◆ YOUR TASK
State how many lines of the data below contain the string "wooden", and reply with the number alone.

================

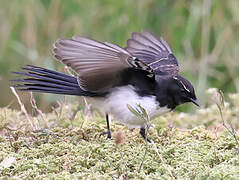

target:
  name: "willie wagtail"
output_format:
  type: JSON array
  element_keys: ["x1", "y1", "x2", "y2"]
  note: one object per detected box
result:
[{"x1": 13, "y1": 31, "x2": 198, "y2": 139}]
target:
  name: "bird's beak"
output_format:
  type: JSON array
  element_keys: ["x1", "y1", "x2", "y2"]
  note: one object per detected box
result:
[{"x1": 190, "y1": 98, "x2": 200, "y2": 107}]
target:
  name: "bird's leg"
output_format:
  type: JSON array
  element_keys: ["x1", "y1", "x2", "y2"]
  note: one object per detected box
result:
[
  {"x1": 100, "y1": 113, "x2": 111, "y2": 139},
  {"x1": 139, "y1": 128, "x2": 151, "y2": 143},
  {"x1": 106, "y1": 114, "x2": 111, "y2": 139}
]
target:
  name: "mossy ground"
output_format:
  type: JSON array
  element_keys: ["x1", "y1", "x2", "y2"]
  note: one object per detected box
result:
[{"x1": 0, "y1": 95, "x2": 239, "y2": 179}]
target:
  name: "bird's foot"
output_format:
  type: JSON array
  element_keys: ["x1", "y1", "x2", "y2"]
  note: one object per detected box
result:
[{"x1": 100, "y1": 131, "x2": 111, "y2": 139}]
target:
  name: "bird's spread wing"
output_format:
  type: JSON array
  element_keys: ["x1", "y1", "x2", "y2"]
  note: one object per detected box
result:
[
  {"x1": 53, "y1": 36, "x2": 150, "y2": 92},
  {"x1": 126, "y1": 31, "x2": 179, "y2": 75}
]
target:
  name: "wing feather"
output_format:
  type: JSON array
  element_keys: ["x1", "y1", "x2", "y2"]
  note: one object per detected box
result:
[{"x1": 126, "y1": 31, "x2": 179, "y2": 75}]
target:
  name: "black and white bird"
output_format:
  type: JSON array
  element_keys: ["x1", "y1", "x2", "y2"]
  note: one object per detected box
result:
[{"x1": 14, "y1": 31, "x2": 198, "y2": 139}]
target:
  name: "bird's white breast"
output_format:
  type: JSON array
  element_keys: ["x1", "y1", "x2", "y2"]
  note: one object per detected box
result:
[{"x1": 88, "y1": 85, "x2": 170, "y2": 128}]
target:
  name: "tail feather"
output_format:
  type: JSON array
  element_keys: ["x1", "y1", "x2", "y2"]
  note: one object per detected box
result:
[{"x1": 11, "y1": 65, "x2": 99, "y2": 97}]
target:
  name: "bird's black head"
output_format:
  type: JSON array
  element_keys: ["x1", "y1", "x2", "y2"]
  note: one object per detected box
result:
[{"x1": 167, "y1": 75, "x2": 199, "y2": 106}]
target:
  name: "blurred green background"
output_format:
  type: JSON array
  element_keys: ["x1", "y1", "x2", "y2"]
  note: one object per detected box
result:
[{"x1": 0, "y1": 0, "x2": 239, "y2": 110}]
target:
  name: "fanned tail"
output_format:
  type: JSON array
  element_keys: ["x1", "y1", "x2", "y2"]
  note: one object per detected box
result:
[{"x1": 11, "y1": 65, "x2": 99, "y2": 97}]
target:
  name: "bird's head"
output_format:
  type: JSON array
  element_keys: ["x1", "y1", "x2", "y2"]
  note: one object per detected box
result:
[{"x1": 168, "y1": 75, "x2": 199, "y2": 106}]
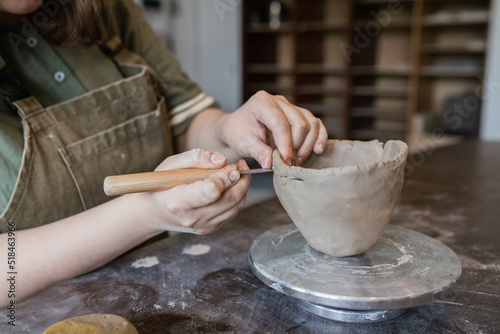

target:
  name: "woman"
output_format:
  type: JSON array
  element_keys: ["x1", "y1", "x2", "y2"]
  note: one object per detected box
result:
[{"x1": 0, "y1": 0, "x2": 327, "y2": 305}]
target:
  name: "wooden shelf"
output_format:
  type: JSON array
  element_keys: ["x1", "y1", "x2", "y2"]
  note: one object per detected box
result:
[
  {"x1": 353, "y1": 17, "x2": 412, "y2": 29},
  {"x1": 297, "y1": 85, "x2": 343, "y2": 95},
  {"x1": 351, "y1": 65, "x2": 410, "y2": 77},
  {"x1": 422, "y1": 12, "x2": 489, "y2": 28},
  {"x1": 297, "y1": 20, "x2": 347, "y2": 33},
  {"x1": 351, "y1": 86, "x2": 408, "y2": 98},
  {"x1": 422, "y1": 43, "x2": 486, "y2": 55},
  {"x1": 420, "y1": 66, "x2": 483, "y2": 78},
  {"x1": 300, "y1": 103, "x2": 344, "y2": 117},
  {"x1": 297, "y1": 64, "x2": 345, "y2": 75},
  {"x1": 247, "y1": 63, "x2": 293, "y2": 74},
  {"x1": 245, "y1": 23, "x2": 293, "y2": 34},
  {"x1": 242, "y1": 0, "x2": 491, "y2": 141},
  {"x1": 351, "y1": 107, "x2": 408, "y2": 122},
  {"x1": 247, "y1": 82, "x2": 292, "y2": 95}
]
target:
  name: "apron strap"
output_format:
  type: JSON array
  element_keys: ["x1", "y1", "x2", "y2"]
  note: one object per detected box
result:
[{"x1": 14, "y1": 96, "x2": 44, "y2": 119}]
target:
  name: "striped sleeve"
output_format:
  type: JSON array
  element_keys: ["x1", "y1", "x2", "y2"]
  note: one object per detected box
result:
[{"x1": 113, "y1": 0, "x2": 220, "y2": 136}]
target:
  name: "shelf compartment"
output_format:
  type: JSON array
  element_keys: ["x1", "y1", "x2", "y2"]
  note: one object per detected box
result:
[
  {"x1": 300, "y1": 103, "x2": 344, "y2": 117},
  {"x1": 351, "y1": 65, "x2": 410, "y2": 77},
  {"x1": 246, "y1": 82, "x2": 292, "y2": 95},
  {"x1": 297, "y1": 20, "x2": 347, "y2": 33},
  {"x1": 350, "y1": 107, "x2": 407, "y2": 122},
  {"x1": 297, "y1": 85, "x2": 343, "y2": 95},
  {"x1": 246, "y1": 63, "x2": 293, "y2": 74},
  {"x1": 245, "y1": 23, "x2": 294, "y2": 34},
  {"x1": 420, "y1": 66, "x2": 483, "y2": 78},
  {"x1": 422, "y1": 11, "x2": 489, "y2": 27},
  {"x1": 297, "y1": 64, "x2": 345, "y2": 75},
  {"x1": 353, "y1": 17, "x2": 412, "y2": 30},
  {"x1": 351, "y1": 86, "x2": 408, "y2": 98},
  {"x1": 421, "y1": 42, "x2": 486, "y2": 55}
]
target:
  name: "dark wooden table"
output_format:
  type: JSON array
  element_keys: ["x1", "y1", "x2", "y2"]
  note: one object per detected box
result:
[{"x1": 0, "y1": 142, "x2": 500, "y2": 333}]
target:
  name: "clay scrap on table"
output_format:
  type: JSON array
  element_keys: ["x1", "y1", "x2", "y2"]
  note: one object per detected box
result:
[
  {"x1": 43, "y1": 314, "x2": 139, "y2": 334},
  {"x1": 273, "y1": 140, "x2": 408, "y2": 257}
]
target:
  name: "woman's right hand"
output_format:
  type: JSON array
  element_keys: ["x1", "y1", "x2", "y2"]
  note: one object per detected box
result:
[{"x1": 137, "y1": 149, "x2": 251, "y2": 234}]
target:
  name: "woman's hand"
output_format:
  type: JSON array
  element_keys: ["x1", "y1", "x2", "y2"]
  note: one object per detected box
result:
[
  {"x1": 221, "y1": 91, "x2": 328, "y2": 168},
  {"x1": 137, "y1": 149, "x2": 250, "y2": 234}
]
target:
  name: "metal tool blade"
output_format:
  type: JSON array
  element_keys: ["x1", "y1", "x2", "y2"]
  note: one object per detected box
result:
[{"x1": 239, "y1": 168, "x2": 273, "y2": 175}]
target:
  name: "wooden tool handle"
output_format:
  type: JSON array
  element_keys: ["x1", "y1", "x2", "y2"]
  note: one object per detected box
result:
[{"x1": 104, "y1": 164, "x2": 237, "y2": 196}]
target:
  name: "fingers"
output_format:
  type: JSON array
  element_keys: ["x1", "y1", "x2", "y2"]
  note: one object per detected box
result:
[
  {"x1": 270, "y1": 96, "x2": 328, "y2": 165},
  {"x1": 155, "y1": 149, "x2": 226, "y2": 170},
  {"x1": 165, "y1": 170, "x2": 240, "y2": 211},
  {"x1": 254, "y1": 91, "x2": 295, "y2": 168},
  {"x1": 193, "y1": 160, "x2": 251, "y2": 234}
]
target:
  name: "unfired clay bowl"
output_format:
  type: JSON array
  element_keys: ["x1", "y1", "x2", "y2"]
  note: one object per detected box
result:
[{"x1": 273, "y1": 140, "x2": 408, "y2": 257}]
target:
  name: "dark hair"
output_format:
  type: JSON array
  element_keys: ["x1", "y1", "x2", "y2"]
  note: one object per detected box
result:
[{"x1": 39, "y1": 0, "x2": 109, "y2": 45}]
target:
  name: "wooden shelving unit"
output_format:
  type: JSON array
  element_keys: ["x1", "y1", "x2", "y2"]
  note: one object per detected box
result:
[{"x1": 243, "y1": 0, "x2": 490, "y2": 146}]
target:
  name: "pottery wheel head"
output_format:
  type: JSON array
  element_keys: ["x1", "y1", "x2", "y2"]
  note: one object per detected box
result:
[{"x1": 273, "y1": 140, "x2": 408, "y2": 257}]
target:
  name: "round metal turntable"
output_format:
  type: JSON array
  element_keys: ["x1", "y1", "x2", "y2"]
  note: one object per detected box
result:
[{"x1": 249, "y1": 224, "x2": 462, "y2": 323}]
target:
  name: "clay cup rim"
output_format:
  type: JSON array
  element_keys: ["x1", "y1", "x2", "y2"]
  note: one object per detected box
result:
[{"x1": 273, "y1": 139, "x2": 408, "y2": 178}]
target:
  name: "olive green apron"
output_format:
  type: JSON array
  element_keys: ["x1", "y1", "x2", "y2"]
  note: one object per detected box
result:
[{"x1": 0, "y1": 37, "x2": 173, "y2": 232}]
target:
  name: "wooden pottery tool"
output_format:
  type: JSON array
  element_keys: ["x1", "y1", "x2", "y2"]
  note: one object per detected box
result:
[{"x1": 104, "y1": 164, "x2": 273, "y2": 196}]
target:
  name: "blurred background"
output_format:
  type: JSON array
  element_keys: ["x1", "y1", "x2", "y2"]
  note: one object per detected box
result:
[{"x1": 136, "y1": 0, "x2": 500, "y2": 151}]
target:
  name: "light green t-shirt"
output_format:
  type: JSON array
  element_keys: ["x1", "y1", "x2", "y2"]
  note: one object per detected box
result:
[{"x1": 0, "y1": 0, "x2": 218, "y2": 213}]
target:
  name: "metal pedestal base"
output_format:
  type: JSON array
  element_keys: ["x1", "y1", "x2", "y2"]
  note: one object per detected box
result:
[
  {"x1": 298, "y1": 300, "x2": 409, "y2": 324},
  {"x1": 249, "y1": 224, "x2": 462, "y2": 323}
]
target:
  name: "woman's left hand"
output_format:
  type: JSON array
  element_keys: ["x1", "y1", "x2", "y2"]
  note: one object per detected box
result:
[{"x1": 221, "y1": 91, "x2": 328, "y2": 168}]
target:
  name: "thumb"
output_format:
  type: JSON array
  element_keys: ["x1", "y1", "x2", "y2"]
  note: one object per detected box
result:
[
  {"x1": 155, "y1": 148, "x2": 226, "y2": 171},
  {"x1": 254, "y1": 142, "x2": 273, "y2": 168}
]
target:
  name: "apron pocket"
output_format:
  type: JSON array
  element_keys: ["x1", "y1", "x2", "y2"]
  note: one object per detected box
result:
[{"x1": 59, "y1": 98, "x2": 173, "y2": 210}]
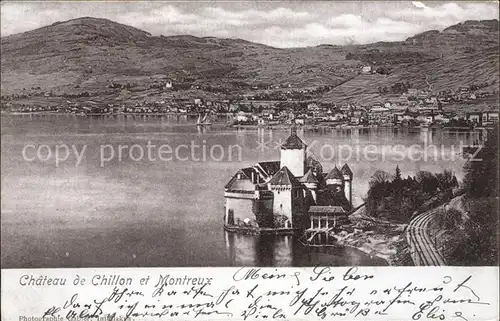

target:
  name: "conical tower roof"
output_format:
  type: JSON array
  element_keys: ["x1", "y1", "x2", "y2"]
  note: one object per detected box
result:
[
  {"x1": 340, "y1": 163, "x2": 352, "y2": 177},
  {"x1": 281, "y1": 128, "x2": 307, "y2": 149},
  {"x1": 299, "y1": 169, "x2": 319, "y2": 184},
  {"x1": 326, "y1": 166, "x2": 343, "y2": 179},
  {"x1": 268, "y1": 166, "x2": 300, "y2": 186}
]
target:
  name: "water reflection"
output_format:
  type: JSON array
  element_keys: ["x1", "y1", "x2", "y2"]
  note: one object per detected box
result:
[{"x1": 224, "y1": 231, "x2": 387, "y2": 267}]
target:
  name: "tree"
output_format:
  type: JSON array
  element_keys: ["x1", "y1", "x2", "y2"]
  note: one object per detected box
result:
[
  {"x1": 464, "y1": 127, "x2": 498, "y2": 197},
  {"x1": 393, "y1": 165, "x2": 401, "y2": 182},
  {"x1": 416, "y1": 171, "x2": 439, "y2": 194},
  {"x1": 370, "y1": 169, "x2": 391, "y2": 186}
]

================

◆ COMPLETE ANSWER
5